- **List of tasks**:
(1) In the exploratory data analysis text, explain in one to three sentences why the imbalance in event frequencies is left in the dataset for now.
(2) Decide whether each statement agrees with the exploratory data analysis text. Answer yes or no, and quote the deciding words. (a) In the event frequency plot, C stands for DA. (b) The experiments were run for different intervals. (c) Box plots are used for the univariate analysis of each feature.
(3) Carry on the exploratory data analysis text, starting after its final sentence about box plots.
*** Opening Page extract ***
Exploratory Data Analysis(EDA)

Analyze the events

First and foremost, let’s analyze the frequency of occurrence of each of the events. We can use the count plot(paste link) for this.

Figure 2: The frequency of events

Here A indicates Baseline(no event), B indicates Startle/Surprise, C indicates CA, and D indicates DA. From this plot, it is clear that the data is imbalanced. Or we can say, the frequency of occurrence of each event is different. Let’s go one level deeper and analyze each event.

Let’s consider each of the experiment separately and consider a randomly selected crew and analyze the frequency of each event.

Figure 3: Analyzing the frequency of CA event
Figure 4: Analyzing the frequency of DA event
Figure 5: Analyzing the frequency of SS event

So from these figures, we can say that all the experiments are conducted for the same interval, yet the frequency of occurrence of SS is very low. This frequency imbalance is possible in the test dataset also, so we keep this imbalance for the time being and check the performance without balancing the dataset.

Univariate analysis for each feature

Here we use box plots for analyzing the effect of each feature in predicting the event.
*** Closing Page extract ***
*** Opening Listed records ***
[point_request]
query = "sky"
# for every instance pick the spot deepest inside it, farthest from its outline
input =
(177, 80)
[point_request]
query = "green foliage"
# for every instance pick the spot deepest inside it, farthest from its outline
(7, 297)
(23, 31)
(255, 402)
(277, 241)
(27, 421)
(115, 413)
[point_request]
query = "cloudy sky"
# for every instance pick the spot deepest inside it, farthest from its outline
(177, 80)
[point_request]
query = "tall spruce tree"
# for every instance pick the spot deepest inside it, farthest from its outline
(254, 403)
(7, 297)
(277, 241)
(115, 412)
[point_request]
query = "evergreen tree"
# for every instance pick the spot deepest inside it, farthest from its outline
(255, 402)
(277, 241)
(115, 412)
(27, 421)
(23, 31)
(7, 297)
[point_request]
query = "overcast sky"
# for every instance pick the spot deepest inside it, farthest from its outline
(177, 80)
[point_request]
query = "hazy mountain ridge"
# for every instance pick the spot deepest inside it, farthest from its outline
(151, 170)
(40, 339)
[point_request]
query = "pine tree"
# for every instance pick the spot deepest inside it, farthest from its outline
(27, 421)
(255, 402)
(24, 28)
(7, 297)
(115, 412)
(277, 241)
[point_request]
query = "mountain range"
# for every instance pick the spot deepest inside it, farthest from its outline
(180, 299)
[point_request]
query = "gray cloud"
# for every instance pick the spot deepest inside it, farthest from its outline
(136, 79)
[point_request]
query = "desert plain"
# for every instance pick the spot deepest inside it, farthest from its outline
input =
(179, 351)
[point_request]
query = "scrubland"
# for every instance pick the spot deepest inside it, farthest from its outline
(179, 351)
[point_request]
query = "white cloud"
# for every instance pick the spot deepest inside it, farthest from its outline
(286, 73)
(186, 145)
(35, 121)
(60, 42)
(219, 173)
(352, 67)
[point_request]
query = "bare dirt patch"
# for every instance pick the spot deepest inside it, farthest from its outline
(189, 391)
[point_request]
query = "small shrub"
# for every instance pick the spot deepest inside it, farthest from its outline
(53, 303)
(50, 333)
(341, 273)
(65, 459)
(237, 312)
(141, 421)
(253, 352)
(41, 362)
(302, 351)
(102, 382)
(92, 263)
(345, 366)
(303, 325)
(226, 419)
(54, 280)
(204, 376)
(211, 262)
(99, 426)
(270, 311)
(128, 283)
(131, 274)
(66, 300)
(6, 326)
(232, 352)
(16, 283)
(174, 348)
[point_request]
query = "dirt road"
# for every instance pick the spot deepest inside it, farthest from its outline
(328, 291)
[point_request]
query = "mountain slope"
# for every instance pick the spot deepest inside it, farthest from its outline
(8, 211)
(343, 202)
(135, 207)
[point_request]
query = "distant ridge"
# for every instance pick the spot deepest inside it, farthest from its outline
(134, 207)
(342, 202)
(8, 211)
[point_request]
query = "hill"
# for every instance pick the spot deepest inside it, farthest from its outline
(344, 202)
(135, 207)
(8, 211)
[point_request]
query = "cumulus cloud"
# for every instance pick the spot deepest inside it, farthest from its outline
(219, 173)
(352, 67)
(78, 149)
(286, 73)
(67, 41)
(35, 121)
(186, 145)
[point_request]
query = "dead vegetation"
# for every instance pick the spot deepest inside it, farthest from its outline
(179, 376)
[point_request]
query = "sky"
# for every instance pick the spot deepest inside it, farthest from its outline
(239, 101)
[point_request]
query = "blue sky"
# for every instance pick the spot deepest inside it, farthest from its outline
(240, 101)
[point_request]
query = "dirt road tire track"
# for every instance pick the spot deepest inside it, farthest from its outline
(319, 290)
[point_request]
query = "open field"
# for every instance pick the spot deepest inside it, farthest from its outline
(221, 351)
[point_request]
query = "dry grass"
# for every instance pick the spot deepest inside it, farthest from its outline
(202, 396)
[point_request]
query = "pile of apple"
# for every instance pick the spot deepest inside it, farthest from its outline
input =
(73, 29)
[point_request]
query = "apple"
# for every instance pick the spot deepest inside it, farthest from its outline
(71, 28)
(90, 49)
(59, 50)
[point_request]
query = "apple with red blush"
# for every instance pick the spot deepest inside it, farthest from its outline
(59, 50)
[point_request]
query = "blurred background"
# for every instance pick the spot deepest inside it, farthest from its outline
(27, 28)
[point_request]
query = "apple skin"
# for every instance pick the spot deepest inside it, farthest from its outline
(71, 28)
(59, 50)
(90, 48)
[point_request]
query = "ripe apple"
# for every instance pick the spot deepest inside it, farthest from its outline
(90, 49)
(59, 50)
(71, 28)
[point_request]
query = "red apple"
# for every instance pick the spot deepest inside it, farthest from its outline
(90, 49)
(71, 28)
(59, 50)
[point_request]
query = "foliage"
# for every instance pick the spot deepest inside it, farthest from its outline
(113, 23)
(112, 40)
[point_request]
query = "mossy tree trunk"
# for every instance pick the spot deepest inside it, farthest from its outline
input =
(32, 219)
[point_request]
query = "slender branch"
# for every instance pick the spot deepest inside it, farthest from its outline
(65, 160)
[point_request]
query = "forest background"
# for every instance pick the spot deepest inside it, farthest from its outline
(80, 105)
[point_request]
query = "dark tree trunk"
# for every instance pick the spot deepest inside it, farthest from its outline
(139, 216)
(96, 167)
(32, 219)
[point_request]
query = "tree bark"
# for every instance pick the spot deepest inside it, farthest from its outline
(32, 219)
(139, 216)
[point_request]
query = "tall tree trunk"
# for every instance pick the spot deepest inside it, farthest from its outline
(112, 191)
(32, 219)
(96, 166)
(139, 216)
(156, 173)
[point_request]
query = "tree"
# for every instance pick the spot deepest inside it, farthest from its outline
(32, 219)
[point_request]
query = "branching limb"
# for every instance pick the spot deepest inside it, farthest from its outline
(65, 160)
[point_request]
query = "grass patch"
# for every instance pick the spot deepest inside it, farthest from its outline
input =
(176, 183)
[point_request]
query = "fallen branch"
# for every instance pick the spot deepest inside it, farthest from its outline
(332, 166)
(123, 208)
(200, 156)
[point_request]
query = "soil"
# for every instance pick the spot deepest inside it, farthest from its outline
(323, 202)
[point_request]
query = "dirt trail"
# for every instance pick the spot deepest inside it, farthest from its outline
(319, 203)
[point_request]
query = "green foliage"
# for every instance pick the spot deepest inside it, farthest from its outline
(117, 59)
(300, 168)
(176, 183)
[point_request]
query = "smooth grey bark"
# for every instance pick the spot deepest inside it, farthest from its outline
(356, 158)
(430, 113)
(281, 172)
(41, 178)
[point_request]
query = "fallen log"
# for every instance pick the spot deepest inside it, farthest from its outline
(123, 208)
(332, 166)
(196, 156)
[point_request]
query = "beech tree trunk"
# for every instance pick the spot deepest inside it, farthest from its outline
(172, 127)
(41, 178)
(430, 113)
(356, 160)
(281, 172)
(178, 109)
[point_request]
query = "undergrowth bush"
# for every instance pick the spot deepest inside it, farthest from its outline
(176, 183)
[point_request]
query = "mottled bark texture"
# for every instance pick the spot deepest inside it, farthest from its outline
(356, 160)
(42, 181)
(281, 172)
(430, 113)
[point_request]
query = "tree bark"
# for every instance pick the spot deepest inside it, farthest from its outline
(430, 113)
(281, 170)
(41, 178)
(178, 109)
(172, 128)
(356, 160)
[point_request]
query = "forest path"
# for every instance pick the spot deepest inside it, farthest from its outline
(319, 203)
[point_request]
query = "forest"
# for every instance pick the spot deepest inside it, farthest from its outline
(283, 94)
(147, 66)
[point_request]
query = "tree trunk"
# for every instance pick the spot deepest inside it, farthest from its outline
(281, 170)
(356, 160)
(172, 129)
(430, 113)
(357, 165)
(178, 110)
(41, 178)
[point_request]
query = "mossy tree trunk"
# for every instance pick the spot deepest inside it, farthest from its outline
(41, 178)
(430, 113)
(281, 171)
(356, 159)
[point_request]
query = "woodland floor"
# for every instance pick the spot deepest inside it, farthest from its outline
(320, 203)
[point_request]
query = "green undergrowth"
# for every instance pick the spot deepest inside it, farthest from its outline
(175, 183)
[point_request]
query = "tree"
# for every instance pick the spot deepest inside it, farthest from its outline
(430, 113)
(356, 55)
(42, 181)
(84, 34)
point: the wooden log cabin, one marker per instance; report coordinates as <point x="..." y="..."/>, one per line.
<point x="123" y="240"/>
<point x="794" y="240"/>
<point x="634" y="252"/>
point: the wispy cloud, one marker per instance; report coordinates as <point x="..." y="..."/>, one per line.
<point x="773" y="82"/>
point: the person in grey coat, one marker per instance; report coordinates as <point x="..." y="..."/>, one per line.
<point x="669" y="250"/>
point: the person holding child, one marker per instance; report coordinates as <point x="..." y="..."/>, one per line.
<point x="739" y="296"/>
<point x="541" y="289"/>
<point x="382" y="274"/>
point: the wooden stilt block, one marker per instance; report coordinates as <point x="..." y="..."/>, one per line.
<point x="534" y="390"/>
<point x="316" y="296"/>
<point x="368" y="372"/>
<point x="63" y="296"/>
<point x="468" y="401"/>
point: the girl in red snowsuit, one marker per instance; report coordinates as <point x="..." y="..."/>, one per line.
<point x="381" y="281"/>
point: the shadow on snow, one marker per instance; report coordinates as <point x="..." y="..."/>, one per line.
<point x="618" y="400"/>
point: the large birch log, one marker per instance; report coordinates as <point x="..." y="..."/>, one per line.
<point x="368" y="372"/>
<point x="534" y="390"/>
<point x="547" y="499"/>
*** Closing Listed records ***
- **Answer set**:
(1) The imbalance is kept because the same frequency imbalance may also occur in the test dataset. For the time being, performance is therefore checked without balancing the dataset.

(2)
(a) No: "C indicates CA, and D indicates DA."
(b) No: "all the experiments are conducted for the same interval"
(c) Yes: "Here we use box plots for analyzing the effect of each feature in predicting the event."

(3)
Figure 6: Box plot of ECG data

From the above figure, it can be seen that the ECG data has some outliers. But we cannot simply remove them because these extreme values might be useful in predicting the event. When the value of ECG is high (more than 10000 microvolts), the pilot is more likely to enter into the DA state. Similarly, when the value is too negative, the pilot is likely to be in the CA state. It is also observed that ECG alone cannot simply predict the events. But it has some role in prediction

Figure 7: Box plot of respiration sensor output data

Similar to ECG data this data also has some outliers. But we cannot simply remove them because these extreme values might be useful in predicting the event. The respiration signal should have some effect in predicting the event, But from the above box plot, we can see that this sensor output is not at all separating the events. This might be because of the presence of noise in the data.

Figure 8: box plot of GSR sensor output

From the box plot of GSR, we can say that GSR plays some role in predicting the output. This GSR data is separating the events to some extend.

Now the next step is to check for noise in the data. The biological sensors are easily affected by noise and since the data is obtained from the physiological data of real people, the output from these sensors will be rich in noises. Let’s check noise in ECG and R data. This data is analyzed for the experiment and for a particular crew.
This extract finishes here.